### GIVEN TASK
Please copy the part of the records that opens with the line containing "Where can you spot the white" and closes with the line containing "Where can you spot the sailboat", word for word and including both of those lines. Leave the pictures out of your copy.

-- START OF DATA TO USE --

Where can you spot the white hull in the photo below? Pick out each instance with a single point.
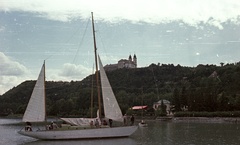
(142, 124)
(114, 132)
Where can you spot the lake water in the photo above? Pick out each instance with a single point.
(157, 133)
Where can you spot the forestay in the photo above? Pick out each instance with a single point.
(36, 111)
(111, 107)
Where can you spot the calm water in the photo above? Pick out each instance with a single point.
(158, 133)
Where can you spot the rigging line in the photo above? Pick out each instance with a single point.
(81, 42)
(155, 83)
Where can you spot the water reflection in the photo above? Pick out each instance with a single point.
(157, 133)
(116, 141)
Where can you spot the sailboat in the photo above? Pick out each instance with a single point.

-- END OF DATA TO USE --
-- START OF DATA TO USE --

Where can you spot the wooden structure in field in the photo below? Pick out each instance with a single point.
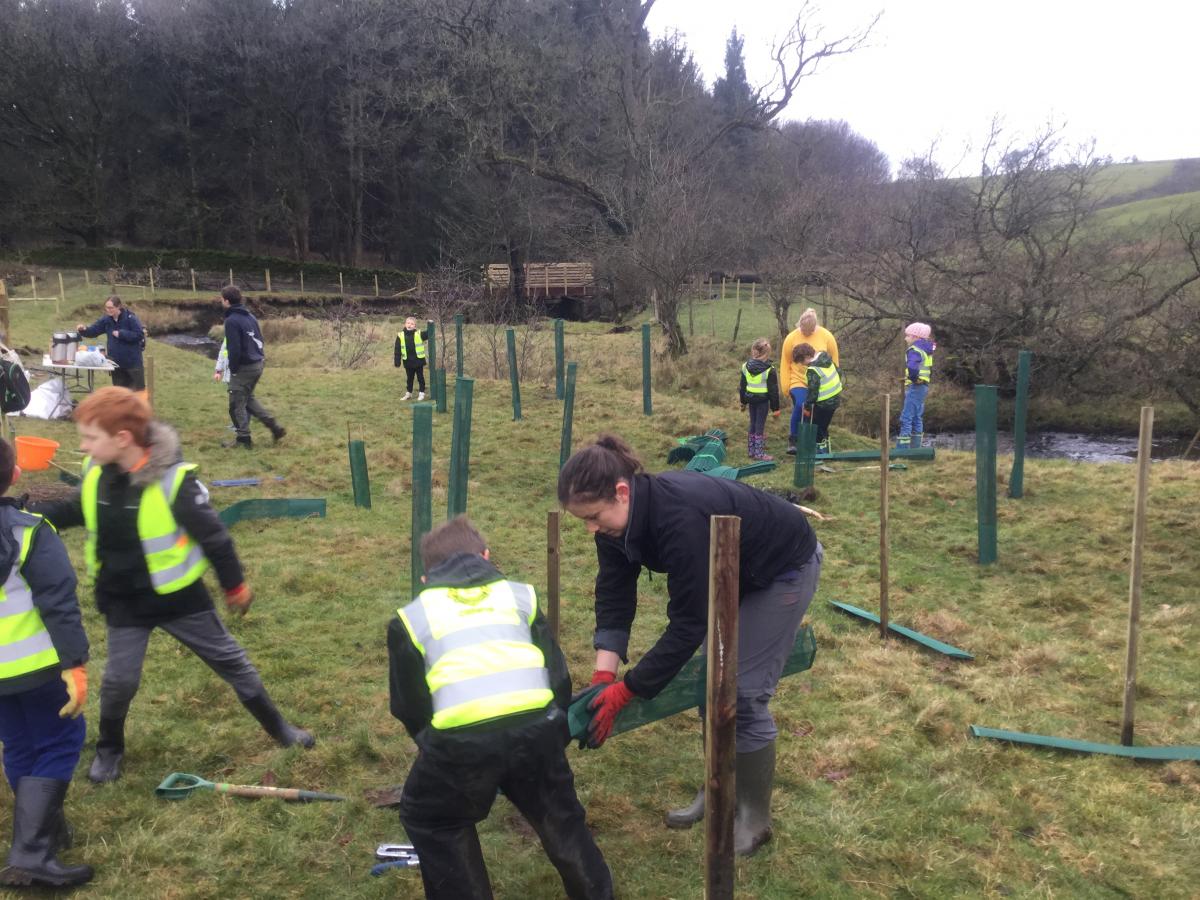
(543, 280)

-- END OF DATA TO USE --
-- START OF DATA TO USE --

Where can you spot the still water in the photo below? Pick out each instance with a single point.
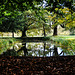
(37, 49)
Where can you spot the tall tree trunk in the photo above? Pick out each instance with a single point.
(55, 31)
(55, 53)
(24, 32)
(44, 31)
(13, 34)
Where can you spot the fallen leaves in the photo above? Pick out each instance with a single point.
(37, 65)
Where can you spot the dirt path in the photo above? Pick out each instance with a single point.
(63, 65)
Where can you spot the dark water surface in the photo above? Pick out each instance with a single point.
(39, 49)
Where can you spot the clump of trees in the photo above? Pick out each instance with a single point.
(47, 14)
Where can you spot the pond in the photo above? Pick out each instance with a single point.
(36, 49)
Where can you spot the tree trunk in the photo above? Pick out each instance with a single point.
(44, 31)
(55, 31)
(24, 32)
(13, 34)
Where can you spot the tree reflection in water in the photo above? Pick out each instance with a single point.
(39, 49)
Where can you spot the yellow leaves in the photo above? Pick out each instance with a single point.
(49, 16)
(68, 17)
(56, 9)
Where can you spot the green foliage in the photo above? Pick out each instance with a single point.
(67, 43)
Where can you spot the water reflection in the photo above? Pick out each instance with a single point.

-- END OF DATA TO USE --

### EXERCISE SOLUTION
Where can you spot the white hull in the photo below? Pick out each instance with a single point.
(142, 124)
(114, 132)
Where can you spot the lake water in the photo above? Pick out each instance with a single point.
(157, 133)
Where can you spot the forestay in the photo above? Pick out each instance with a single point.
(36, 111)
(111, 107)
Where can you spot the calm water in the photo above? Pick out each instance with a single point.
(158, 133)
Where can you spot the rigging line in the photo above? Pick out each instance with a single point.
(81, 42)
(155, 83)
Where can you spot the water reflection in the photo above? Pick out each instance with a single point.
(157, 133)
(116, 141)
Where can you spot the sailboat in the photo above? Pick out each instance with a single point.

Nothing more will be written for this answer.